• Direction
Copy out the listing word for word, beginning at the line containing "Return an outline for every instance of the expansion" and continuing through the line containing "M59 135L59 136L61".

• Provided entries

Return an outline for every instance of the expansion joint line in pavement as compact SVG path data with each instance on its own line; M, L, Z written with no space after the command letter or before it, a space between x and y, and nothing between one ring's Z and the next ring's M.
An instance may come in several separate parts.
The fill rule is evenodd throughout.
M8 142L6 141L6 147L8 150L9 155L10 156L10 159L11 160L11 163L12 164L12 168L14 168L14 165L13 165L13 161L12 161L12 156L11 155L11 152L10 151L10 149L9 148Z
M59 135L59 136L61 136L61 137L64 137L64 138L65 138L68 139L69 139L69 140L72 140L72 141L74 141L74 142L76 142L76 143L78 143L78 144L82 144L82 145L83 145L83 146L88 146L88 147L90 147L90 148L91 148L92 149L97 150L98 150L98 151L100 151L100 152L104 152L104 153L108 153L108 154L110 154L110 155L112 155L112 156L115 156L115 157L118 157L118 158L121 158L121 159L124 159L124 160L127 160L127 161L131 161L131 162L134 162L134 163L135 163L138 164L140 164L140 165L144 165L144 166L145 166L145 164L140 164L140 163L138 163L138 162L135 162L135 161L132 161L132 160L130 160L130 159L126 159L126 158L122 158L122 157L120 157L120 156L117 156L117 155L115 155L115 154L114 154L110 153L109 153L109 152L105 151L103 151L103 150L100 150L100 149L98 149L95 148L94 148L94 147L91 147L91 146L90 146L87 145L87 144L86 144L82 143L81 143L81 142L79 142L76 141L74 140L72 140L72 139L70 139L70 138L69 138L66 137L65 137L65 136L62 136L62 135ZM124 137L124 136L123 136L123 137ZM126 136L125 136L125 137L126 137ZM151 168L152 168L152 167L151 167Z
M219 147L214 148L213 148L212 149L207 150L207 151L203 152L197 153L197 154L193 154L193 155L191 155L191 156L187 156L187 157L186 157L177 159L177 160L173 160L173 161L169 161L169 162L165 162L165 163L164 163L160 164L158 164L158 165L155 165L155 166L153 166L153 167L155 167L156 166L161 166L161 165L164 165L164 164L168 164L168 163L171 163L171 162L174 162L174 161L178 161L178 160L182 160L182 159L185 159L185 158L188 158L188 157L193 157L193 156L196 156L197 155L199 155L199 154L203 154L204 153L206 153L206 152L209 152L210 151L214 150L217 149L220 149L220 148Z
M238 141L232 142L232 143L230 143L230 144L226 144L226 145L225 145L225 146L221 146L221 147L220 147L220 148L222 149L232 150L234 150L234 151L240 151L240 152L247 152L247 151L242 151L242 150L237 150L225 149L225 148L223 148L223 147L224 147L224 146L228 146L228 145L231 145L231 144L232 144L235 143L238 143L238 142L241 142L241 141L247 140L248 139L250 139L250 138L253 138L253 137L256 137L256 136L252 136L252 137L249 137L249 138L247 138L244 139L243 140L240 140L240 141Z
...
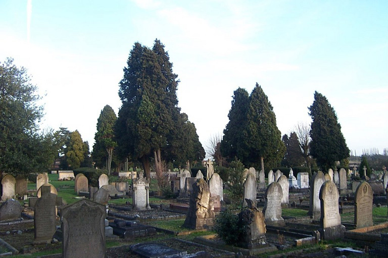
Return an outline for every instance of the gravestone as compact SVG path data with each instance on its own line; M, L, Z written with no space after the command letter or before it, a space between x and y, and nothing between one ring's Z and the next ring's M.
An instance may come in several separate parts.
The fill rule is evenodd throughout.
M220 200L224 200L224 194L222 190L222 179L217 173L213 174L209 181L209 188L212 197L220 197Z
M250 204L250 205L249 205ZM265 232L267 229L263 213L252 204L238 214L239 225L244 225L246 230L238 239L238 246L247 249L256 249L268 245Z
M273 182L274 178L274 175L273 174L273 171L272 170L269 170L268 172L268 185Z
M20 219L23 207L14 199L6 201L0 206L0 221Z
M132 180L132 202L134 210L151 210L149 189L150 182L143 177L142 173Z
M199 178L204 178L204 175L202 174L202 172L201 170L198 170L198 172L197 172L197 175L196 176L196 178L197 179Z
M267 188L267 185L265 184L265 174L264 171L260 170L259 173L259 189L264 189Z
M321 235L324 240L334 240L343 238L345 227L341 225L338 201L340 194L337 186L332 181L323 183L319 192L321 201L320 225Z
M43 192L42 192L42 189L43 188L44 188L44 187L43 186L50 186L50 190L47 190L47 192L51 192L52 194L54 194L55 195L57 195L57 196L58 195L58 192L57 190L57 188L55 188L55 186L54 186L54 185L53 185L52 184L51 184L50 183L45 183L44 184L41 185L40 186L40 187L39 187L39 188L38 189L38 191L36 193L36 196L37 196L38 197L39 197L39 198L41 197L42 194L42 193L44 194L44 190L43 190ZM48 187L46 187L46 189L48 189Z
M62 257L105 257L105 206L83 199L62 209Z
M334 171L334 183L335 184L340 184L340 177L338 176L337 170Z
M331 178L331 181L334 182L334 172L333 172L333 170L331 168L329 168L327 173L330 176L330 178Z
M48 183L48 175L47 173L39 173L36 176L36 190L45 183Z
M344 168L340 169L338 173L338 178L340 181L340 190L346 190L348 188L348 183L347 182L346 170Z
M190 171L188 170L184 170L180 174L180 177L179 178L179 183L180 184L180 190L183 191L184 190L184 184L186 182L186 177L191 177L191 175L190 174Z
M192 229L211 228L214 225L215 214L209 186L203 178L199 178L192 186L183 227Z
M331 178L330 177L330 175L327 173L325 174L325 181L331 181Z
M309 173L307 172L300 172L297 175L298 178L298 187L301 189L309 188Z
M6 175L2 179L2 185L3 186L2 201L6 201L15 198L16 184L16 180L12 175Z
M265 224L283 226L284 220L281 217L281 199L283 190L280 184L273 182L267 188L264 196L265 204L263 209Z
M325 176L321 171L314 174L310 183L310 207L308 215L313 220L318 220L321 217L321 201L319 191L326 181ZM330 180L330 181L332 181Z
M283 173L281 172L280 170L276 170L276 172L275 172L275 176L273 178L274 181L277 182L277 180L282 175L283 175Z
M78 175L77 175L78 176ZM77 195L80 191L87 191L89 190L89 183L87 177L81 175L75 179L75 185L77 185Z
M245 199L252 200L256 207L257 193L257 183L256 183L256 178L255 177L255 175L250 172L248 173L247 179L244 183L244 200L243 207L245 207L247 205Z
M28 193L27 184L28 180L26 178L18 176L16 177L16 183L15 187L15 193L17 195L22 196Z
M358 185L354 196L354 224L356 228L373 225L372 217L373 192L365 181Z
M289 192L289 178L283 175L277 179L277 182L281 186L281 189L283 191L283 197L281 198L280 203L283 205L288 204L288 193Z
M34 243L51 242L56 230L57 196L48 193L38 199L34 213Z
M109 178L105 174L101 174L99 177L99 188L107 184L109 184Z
==
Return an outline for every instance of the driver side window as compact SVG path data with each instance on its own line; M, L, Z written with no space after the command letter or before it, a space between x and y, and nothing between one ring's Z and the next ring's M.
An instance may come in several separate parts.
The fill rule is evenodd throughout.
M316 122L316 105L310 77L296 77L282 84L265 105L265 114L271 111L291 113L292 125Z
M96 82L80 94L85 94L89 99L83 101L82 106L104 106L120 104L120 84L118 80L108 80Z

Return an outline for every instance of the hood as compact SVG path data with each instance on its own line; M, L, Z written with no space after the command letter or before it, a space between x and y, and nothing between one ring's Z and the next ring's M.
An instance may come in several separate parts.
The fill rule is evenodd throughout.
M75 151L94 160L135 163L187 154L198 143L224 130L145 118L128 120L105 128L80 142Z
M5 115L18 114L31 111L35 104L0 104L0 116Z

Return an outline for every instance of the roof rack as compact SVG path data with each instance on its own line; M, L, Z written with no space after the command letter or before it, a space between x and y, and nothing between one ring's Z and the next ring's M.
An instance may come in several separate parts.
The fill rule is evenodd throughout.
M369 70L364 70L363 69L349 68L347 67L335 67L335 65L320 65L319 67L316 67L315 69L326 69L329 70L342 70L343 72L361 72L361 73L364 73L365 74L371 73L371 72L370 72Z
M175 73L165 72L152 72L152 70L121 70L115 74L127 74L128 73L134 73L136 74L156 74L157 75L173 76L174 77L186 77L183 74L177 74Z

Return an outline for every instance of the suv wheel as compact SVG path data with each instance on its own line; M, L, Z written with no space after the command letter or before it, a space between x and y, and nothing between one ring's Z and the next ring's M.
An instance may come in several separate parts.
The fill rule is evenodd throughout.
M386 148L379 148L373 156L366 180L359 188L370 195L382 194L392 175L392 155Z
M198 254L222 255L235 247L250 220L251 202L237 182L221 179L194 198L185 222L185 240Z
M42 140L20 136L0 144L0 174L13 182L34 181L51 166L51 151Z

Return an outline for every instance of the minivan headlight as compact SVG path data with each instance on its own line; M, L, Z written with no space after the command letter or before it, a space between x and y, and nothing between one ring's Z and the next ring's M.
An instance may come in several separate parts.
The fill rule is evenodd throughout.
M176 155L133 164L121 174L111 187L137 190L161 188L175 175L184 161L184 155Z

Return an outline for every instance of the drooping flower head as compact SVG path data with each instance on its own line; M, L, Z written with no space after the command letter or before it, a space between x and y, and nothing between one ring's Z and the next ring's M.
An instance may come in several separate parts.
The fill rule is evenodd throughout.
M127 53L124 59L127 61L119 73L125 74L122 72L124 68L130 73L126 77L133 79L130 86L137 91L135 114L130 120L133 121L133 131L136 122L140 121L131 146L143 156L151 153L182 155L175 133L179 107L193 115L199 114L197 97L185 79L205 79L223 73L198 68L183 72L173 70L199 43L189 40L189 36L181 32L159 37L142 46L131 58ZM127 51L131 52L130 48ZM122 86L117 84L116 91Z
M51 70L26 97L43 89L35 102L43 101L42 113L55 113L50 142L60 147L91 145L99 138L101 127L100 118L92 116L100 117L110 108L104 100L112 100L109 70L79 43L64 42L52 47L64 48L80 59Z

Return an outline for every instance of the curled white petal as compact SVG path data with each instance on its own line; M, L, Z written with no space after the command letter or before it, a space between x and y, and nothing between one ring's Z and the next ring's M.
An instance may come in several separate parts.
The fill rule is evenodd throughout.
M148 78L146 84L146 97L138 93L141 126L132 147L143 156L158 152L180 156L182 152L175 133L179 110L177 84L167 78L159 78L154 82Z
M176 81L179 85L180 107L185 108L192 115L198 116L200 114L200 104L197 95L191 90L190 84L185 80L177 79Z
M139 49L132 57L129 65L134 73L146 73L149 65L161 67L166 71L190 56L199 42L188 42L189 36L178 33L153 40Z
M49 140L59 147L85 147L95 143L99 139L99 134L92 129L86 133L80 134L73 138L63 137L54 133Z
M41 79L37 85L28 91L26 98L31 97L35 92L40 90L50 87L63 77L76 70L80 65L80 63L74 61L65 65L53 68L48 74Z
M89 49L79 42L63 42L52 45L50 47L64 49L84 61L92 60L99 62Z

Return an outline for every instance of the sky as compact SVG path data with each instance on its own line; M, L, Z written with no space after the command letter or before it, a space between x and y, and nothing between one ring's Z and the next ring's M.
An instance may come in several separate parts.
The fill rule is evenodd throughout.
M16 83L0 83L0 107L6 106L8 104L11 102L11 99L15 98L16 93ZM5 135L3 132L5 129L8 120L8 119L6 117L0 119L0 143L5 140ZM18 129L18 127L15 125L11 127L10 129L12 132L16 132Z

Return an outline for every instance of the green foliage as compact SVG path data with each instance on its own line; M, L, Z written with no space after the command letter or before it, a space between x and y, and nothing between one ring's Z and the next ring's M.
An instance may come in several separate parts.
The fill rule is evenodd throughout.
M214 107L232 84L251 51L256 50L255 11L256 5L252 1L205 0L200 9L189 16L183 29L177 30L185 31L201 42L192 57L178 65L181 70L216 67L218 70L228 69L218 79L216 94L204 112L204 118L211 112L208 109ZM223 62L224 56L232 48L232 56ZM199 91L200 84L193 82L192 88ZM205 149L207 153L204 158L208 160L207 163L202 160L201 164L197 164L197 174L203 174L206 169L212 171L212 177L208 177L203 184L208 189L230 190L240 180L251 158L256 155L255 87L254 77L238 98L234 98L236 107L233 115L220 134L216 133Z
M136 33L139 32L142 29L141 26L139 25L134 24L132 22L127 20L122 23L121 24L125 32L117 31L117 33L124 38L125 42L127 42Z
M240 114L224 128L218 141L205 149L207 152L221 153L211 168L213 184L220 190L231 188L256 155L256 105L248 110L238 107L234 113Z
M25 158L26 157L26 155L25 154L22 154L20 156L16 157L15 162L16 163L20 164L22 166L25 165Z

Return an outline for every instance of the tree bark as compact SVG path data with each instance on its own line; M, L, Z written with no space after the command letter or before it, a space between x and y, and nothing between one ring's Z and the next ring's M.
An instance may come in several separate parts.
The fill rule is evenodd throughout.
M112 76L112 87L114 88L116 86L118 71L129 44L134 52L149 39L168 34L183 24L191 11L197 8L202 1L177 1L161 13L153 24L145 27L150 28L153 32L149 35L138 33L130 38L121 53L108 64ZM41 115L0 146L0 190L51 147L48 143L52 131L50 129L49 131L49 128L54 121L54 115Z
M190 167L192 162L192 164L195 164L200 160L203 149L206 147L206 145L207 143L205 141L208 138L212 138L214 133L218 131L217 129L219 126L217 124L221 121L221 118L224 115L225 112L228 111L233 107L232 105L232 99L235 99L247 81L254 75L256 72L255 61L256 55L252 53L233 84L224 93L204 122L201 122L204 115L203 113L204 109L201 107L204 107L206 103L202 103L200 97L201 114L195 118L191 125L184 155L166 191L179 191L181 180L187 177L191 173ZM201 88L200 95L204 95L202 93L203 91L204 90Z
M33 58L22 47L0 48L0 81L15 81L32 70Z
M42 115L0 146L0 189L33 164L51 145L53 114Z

• Response to this task
Return an outline for every instance of the expansion joint line in pavement as compact SVG path data with each instance on its own line; M, L, Z written with no space after the command letter or before it, a space between x and y, and nothing between one ring's Z and the next ring's M.
An instance may come in several separate parts.
The fill rule is evenodd throughout.
M8 142L6 141L6 147L8 150L9 155L10 156L10 159L11 160L11 163L12 164L12 168L14 168L14 165L13 165L13 161L12 161L12 156L11 155L11 152L10 151L10 149L9 148Z
M59 135L59 136L61 136L61 137L64 137L64 138L65 138L68 139L69 139L69 140L72 140L72 141L74 141L74 142L76 142L76 143L78 143L78 144L82 144L82 145L83 145L83 146L88 146L88 147L90 147L90 148L91 148L92 149L97 150L98 150L98 151L100 151L100 152L104 152L104 153L108 153L108 154L110 154L110 155L112 155L112 156L115 156L115 157L118 157L118 158L121 158L121 159L124 159L124 160L127 160L127 161L131 161L131 162L134 162L134 163L135 163L138 164L140 164L140 165L144 165L144 166L145 166L145 164L140 164L140 163L138 163L138 162L135 162L135 161L132 161L132 160L130 160L130 159L126 159L126 158L122 158L122 157L120 157L120 156L117 156L117 155L115 155L115 154L114 154L110 153L109 153L109 152L105 151L103 151L103 150L100 150L100 149L98 149L95 148L94 148L94 147L91 147L91 146L90 146L87 145L87 144L86 144L82 143L81 143L81 142L79 142L76 141L74 140L72 140L72 139L70 139L70 138L69 138L66 137L65 137L65 136L62 136L62 135ZM124 137L124 136L123 136L123 137ZM126 136L125 136L125 137L126 137ZM151 168L152 168L152 167L151 167Z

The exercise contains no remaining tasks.